To be done:
1 > Update the Havasu Falls thread by giving it again, starting with "I never knew" and going on through "on the skin.", with "London Bridge" replaced by "Hoover Dam".
2 > According to the Havasu Falls thread, what gives the water its blue glow?
3 > Summarize the Havasu Falls thread in two sentences.

Extract:
· · · · ·
# Havasu Falls



## briancray (Mar 23, 2016)

I think this is my last adventure in Arizona before I head out of Flagstaff to make my way back east for my next job in a few months. I highly recommend hiking Havasu Falls. This was one of the coolest hikes I have ever done in my life. We did not do a permit. The water has lime in it which gives it that blue glow.

*Little Navajo Falls*












*Walking through the Canyon*





*Supai*





*Havasu Falls*





*Mooney Falls*


----------



## Tude (Mar 23, 2016)

Again - some very cool pics! And thank you - looks like a hugely fun trip/hike! Talked a bit with Kal and he's in Rapid City atm and close to starting back east too.


----------



## Kim Chee (Mar 23, 2016)

I never knew there were falls in Havasu.

Interesting fact:
The London Bridge is in Havasu.


----------



## Deleted member 2626 (Mar 28, 2016)

looks really cool. you waded in the lime haha. guess not too potent to be shitty on the skin.


----------



## Primitive (Mar 28, 2016)

I'd love to just sit in that water with a cooler and drink beer all day!!! Oh that's be awesome...


----------



## briancray (Mar 30, 2016)

Yeah we wish we would have had more time. He had to get back to work and I quit so they kicked me out of the Canyon. @Tude I'm just wandering around atm. Hopped a few trains and started hitching back to AZ with a buddy I met. We are headed west to Cali and then I'm heading East to NY around Mayish. Does Kal have a number?


----------



## Tude (Mar 30, 2016)

@junglegreencleeds - yes kal has a number - not sure if he has minutes on it though. He's a little outta the way at the moment - as of a few days ago he was in Sioux Falls, IA and it was snowing(?) and the library there charges for time on the computer. I'll pm you his phone number, otherwise getting in touch with lately has been easier using facebook - he's kal emery on fb - well that is when he's able to get to another city with a free library


----------
· · · · ·
Provided data:
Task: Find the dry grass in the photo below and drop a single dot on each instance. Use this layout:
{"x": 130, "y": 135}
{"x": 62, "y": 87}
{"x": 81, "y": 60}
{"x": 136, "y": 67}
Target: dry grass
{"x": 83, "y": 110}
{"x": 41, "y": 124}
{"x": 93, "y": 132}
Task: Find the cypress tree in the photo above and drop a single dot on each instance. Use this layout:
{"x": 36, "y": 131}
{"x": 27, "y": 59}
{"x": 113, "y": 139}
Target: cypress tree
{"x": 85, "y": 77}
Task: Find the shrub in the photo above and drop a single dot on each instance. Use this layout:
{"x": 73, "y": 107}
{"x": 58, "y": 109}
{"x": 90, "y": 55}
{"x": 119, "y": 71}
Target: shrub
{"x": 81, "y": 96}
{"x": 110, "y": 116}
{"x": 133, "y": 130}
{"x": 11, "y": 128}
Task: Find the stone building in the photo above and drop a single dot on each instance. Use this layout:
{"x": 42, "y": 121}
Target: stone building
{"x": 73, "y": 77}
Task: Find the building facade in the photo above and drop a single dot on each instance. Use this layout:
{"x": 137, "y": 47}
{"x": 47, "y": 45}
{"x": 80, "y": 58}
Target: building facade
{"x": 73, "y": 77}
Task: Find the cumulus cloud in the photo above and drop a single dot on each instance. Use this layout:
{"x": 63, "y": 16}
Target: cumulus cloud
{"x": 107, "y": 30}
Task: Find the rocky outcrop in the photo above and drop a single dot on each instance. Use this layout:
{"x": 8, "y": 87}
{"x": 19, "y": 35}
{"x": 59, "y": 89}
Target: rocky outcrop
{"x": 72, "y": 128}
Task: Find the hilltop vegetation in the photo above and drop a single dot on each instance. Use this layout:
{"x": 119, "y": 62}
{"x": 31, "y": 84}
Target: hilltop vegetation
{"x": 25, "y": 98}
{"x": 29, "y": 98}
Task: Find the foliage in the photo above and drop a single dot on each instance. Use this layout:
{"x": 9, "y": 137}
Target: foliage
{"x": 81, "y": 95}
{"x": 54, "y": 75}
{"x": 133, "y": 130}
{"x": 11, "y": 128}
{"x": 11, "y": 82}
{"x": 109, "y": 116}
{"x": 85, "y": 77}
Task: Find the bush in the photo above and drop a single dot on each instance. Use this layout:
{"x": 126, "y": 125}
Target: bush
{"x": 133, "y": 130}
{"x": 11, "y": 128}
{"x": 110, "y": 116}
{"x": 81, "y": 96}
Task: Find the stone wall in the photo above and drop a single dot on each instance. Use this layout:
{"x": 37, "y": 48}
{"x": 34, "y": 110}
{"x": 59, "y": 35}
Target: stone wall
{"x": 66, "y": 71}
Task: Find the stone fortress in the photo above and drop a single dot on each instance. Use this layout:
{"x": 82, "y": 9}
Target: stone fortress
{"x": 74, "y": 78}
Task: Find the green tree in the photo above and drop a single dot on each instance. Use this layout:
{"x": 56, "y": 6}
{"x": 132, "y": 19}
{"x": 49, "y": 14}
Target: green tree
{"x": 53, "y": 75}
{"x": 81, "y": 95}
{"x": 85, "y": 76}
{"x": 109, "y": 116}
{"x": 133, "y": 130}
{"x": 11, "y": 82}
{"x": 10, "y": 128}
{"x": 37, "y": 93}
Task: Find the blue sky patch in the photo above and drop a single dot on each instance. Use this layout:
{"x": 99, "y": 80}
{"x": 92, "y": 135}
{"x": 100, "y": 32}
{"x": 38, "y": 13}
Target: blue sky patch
· · · · ·
Exercise responses:
1 >
I never knew there were falls in Havasu.

Interesting fact:
The Hoover Dam is in Havasu.


----------



## Deleted member 2626 (Mar 28, 2016)

looks really cool. you waded in the lime haha. guess not too potent to be shitty on the skin.

2 > Lime in the water.

3 > The first poster strongly recommends hiking Havasu Falls in Arizona, calling it one of the coolest hikes ever done and noting that lime in the water gives it a blue glow. Others react to the trip, and the conversation turns to travel plans back east and how to reach Kal, whose phone number Tude offers to send by private message.